THE PROBLEM: Transcribe the records that follow, keeping every word as it stands.

RECORDS FOR THIS TASK:
•••
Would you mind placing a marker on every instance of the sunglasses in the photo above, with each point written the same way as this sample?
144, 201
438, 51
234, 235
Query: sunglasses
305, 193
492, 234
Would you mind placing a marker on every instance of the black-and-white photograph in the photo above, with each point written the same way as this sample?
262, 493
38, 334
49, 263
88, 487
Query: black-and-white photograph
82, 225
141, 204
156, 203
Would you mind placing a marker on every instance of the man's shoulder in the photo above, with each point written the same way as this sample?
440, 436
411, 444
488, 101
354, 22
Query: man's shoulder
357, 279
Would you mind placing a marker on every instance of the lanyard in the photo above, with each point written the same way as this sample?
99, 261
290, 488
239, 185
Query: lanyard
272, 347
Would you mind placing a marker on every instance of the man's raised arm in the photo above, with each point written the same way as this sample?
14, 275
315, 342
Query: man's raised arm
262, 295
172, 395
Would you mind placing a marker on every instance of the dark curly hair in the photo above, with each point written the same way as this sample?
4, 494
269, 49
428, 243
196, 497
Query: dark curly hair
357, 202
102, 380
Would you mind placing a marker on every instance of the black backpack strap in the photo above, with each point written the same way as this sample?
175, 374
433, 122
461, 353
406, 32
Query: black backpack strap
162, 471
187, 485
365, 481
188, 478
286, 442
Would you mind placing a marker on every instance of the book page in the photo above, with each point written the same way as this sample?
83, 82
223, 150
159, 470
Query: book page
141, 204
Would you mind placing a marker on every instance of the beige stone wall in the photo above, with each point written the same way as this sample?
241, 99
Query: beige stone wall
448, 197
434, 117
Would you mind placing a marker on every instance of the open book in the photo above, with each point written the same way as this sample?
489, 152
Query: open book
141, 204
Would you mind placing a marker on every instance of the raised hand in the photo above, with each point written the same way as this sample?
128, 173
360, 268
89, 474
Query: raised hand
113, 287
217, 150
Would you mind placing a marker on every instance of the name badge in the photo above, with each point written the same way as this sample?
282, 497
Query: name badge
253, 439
•••
ANSWER BOX:
Would you mind placing a marker on every instance of the sunglasses in the photo above, with each point written the same way as this sample?
144, 201
438, 51
234, 235
Query: sunglasses
305, 193
492, 234
Would you mind placing a marker on every instance of the black-and-white photograph in the photo above, with each point written the same way as this sample?
262, 493
38, 334
49, 263
88, 487
Query: black-and-white photograph
82, 225
141, 204
156, 203
Would you mind placing a marker on every instance of the man's shoulder in the photo above, with each point written the same way as this sample?
440, 436
411, 444
488, 101
354, 22
Query: man's shoulder
357, 279
Would you mind placing a marker on every instance of the lanyard in the photo above, with each point written the same way as this sample?
99, 261
290, 488
239, 185
Query: lanyard
272, 347
Would you mind placing a marker on every instance of the man's raised arm in the photo above, with each point written the same way as this sample?
14, 275
315, 342
Query: man's raised arm
262, 295
172, 395
Would you mind placing a marker on every instance of the dark curly hair in the photo above, with each point written the same way as this sample?
4, 494
269, 49
428, 243
196, 497
Query: dark curly hair
357, 202
102, 380
Would you mind placing a marker on every instance of the black backpack strap in the photo above, with each point written the same way as this sample?
175, 374
433, 122
461, 353
406, 32
Query: black backpack strap
162, 471
187, 485
365, 481
188, 478
286, 442
Would you mind placing a marker on every instance of the book page in the photo above, with each point written the same way as this sample?
83, 82
223, 150
159, 470
Query: book page
141, 204
Would you mind placing a marker on every instance of the beige stone wall in the photo above, with each point written the same way as this sample?
241, 99
Query: beige stone wall
448, 197
434, 117
Would you mind placing a marker on every instance of the open book in the photo above, with each point written the same way as this sample?
489, 152
Query: open book
141, 204
Would you mind placing a marker on every instance of the raised hand in the photo above, with each point written the same way as this sample?
128, 173
360, 268
89, 474
Query: raised hand
113, 287
217, 150
Would you mind placing a marker on every instance of the name badge in the photo above, with each point written the same way as this sample?
282, 497
Query: name badge
253, 439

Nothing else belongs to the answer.